# Work required
Quote the data below word for word, from the line containing "of the bare" through the end of the data, inclusive, leaving out the pictures.

# Provided material
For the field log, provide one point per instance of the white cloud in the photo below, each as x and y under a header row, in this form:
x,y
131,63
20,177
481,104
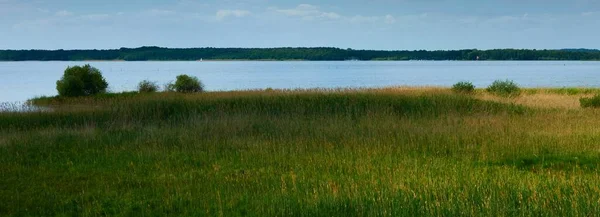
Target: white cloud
x,y
389,19
313,12
96,17
159,12
64,13
223,14
308,12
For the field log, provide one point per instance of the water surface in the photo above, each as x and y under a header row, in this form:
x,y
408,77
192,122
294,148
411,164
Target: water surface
x,y
20,81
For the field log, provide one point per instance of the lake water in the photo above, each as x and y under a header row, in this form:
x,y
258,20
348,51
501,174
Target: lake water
x,y
20,81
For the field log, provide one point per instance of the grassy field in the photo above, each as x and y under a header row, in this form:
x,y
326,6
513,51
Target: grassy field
x,y
367,152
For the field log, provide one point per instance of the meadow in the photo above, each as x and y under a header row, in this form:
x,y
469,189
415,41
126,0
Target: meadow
x,y
322,152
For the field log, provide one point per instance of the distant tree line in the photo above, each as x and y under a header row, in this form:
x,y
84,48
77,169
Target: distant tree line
x,y
316,54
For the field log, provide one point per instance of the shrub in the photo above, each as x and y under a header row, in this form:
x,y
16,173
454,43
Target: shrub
x,y
146,86
81,81
186,84
463,87
593,102
504,88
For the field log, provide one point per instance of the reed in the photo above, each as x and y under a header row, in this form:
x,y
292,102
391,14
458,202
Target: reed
x,y
345,152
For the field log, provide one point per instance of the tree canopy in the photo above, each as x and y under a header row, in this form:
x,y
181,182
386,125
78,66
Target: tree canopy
x,y
315,54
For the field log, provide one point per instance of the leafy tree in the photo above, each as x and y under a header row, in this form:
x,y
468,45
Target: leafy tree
x,y
506,88
146,86
187,84
81,81
463,87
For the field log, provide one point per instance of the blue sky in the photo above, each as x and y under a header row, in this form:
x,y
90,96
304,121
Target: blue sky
x,y
359,24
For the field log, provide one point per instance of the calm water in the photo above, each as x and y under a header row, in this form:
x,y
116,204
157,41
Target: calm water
x,y
20,81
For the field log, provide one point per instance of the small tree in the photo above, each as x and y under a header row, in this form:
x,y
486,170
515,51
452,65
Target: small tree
x,y
463,87
593,102
187,84
146,86
81,81
505,88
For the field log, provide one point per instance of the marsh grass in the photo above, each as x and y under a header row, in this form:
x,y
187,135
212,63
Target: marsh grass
x,y
345,152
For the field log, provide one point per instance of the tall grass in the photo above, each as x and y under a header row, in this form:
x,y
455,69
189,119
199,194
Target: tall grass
x,y
298,153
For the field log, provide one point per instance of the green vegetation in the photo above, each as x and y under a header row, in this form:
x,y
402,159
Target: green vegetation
x,y
464,87
186,84
318,53
81,81
381,152
505,88
146,86
591,102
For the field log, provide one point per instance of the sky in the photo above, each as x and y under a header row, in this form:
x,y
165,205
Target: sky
x,y
357,24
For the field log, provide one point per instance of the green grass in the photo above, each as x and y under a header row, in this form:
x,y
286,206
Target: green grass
x,y
295,153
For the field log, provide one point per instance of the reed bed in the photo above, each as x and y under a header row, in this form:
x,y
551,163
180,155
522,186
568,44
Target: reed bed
x,y
345,152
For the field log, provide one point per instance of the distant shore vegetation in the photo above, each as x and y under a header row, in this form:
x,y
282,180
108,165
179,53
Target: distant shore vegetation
x,y
311,54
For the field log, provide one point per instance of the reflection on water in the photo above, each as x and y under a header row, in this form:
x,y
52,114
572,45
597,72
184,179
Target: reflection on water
x,y
20,81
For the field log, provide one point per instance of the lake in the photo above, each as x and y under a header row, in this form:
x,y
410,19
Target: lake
x,y
20,81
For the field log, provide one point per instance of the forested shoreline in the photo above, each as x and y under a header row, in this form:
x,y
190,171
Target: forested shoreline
x,y
310,54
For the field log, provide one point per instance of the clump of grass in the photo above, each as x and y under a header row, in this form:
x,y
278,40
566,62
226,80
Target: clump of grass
x,y
505,88
590,102
298,153
464,87
146,86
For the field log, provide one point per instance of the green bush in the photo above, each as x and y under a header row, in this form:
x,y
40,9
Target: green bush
x,y
592,102
463,87
146,86
186,84
504,88
81,81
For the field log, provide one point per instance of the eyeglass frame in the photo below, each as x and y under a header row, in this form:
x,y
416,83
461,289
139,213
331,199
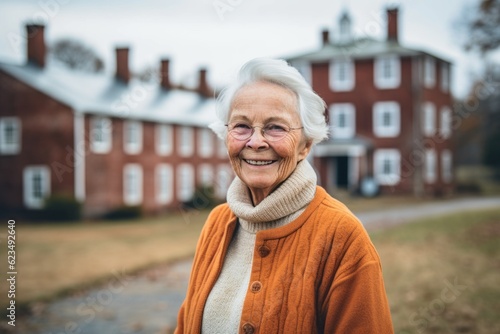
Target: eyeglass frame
x,y
262,131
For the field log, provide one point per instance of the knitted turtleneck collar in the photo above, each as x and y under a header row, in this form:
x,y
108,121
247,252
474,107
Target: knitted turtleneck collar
x,y
291,196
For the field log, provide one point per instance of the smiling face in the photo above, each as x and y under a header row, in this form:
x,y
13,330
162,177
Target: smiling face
x,y
262,164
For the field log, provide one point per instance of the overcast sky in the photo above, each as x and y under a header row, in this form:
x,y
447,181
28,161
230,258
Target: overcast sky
x,y
222,34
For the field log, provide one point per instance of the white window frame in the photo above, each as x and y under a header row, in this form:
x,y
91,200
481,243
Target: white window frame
x,y
348,81
446,166
101,127
164,182
445,77
346,111
205,142
380,109
32,200
10,143
205,174
383,158
393,63
132,184
164,138
429,72
224,178
132,137
445,122
430,166
429,119
185,182
185,141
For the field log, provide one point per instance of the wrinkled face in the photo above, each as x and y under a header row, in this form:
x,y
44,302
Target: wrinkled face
x,y
260,163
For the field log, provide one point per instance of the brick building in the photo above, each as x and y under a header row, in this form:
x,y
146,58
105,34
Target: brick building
x,y
390,111
105,141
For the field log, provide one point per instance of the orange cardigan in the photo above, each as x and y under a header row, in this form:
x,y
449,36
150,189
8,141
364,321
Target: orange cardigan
x,y
318,274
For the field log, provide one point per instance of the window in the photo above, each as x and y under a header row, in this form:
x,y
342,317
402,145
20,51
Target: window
x,y
342,75
446,166
224,178
185,141
429,119
100,134
185,182
387,166
205,142
430,166
304,68
206,175
36,182
343,120
387,72
164,139
386,119
445,77
10,135
429,72
132,137
132,184
164,184
445,124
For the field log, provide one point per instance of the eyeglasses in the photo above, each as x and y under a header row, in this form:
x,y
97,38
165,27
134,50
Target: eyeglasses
x,y
271,131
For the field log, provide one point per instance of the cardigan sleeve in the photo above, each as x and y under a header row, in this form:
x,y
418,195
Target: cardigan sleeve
x,y
356,300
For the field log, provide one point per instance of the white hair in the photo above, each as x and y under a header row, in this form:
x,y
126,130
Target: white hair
x,y
311,107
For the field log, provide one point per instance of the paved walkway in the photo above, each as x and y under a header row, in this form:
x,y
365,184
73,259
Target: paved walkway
x,y
148,303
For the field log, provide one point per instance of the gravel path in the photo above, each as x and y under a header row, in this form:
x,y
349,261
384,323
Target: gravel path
x,y
148,302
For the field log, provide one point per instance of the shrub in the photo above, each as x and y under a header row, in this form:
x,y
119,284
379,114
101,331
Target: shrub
x,y
61,208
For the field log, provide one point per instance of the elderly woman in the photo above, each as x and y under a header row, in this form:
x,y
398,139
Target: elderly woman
x,y
281,256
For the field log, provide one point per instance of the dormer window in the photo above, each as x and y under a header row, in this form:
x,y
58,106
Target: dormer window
x,y
387,72
342,75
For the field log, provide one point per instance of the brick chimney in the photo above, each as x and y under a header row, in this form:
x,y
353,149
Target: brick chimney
x,y
164,74
392,24
36,44
325,37
203,87
122,69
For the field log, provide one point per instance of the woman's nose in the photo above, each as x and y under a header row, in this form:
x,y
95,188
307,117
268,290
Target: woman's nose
x,y
257,140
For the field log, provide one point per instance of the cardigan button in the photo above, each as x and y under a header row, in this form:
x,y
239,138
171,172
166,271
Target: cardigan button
x,y
248,328
264,251
255,287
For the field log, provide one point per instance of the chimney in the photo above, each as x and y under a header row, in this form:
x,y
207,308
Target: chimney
x,y
36,44
164,74
392,24
325,37
203,88
122,70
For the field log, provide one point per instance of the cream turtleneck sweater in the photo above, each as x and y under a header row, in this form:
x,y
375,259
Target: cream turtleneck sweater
x,y
223,308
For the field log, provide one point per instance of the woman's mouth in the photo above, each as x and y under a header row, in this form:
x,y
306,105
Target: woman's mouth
x,y
259,162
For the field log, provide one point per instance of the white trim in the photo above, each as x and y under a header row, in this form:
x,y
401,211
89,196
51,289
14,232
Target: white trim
x,y
164,179
341,75
343,120
13,147
185,138
31,200
79,147
380,109
164,139
387,166
132,137
392,63
132,184
102,128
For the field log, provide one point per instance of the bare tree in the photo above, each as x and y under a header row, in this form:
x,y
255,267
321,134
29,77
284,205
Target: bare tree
x,y
76,56
482,25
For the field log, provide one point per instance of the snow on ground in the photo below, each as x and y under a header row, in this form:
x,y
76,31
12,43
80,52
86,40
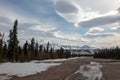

# Worked solution
For the field log, provide one point per instance of the bare tree in the photo above, each as x and y under a header row, in this form:
x,y
255,267
321,134
29,77
284,205
Target: bare tree
x,y
76,56
482,25
For the field log, provide one point per instance of the snow on ground in the photo below, each as x and y under a header row, in this form:
x,y
76,31
12,43
80,52
86,40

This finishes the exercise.